Provided passage:
START

# Beer Can Chix Pix



## Captain Morgan (Apr 8, 2005)

Still looks good!  Put any rub on the birds?


----------



## Greg Rempe (Apr 8, 2005)

Bob, I have one stand...cans work fine by themselves too!


----------



## Woodman1 (Apr 8, 2005)

What kind of beer cans were they?


----------



## Kloset BBQR (Apr 8, 2005)

The beer cans have to be the same kind Steve Raichlen uses in order for it to
be real Beer Can Chicken.  Anything else is a cheap imitation.


----------



## Guest (Apr 8, 2005)

Woodman said:
			
		

> What kind of beer cans were they?


I'm guessing that getting that is like trying to get Jim Minion's Chile recipe!

  :p


----------



## Woodman1 (Apr 9, 2005)

END

What you need to do:
[1] Put this sentence from the beer can chicken thread into Spanish: "What kind of beer cans were they?"
[2] Using the beer can chicken thread, answer these:
(a) Who asked whether any rub went on the birds?
(b) Whose beer cans does Kloset BBQR say are required for real Beer Can Chicken?
(c) According to Greg Rempe, what works fine by themselves?
[3] Carry on the beer can chicken forum thread from the point where it stops.
The listing below the beer can chicken thread isn't needed for anything here.

Source material:
START

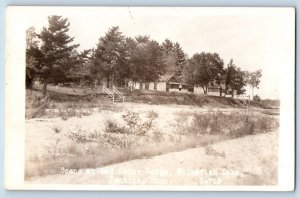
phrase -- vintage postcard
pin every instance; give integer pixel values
(150, 98)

END

Answers for the tasks:
[1] ¿Qué tipo de latas de cerveza eran?

[2]
(a) Captain Morgan
(b) Steve Raichlen's
(c) Cans

[3]
GlennR said:
			
		

> Niagara River Smoker said:
> 
> 
> 
> ...



You see now, I like that beer for a commercial, mass produced beer. In a pinch, it's better than say, Miller lite!


----------



## Finney (Apr 9, 2005)

Kloset BBQR said:
			
		

> The beer cans have to be the same kind Steve Raichlen uses in order for it to
> be real Beer Can Chicken.  Anything else is a cheap imitation.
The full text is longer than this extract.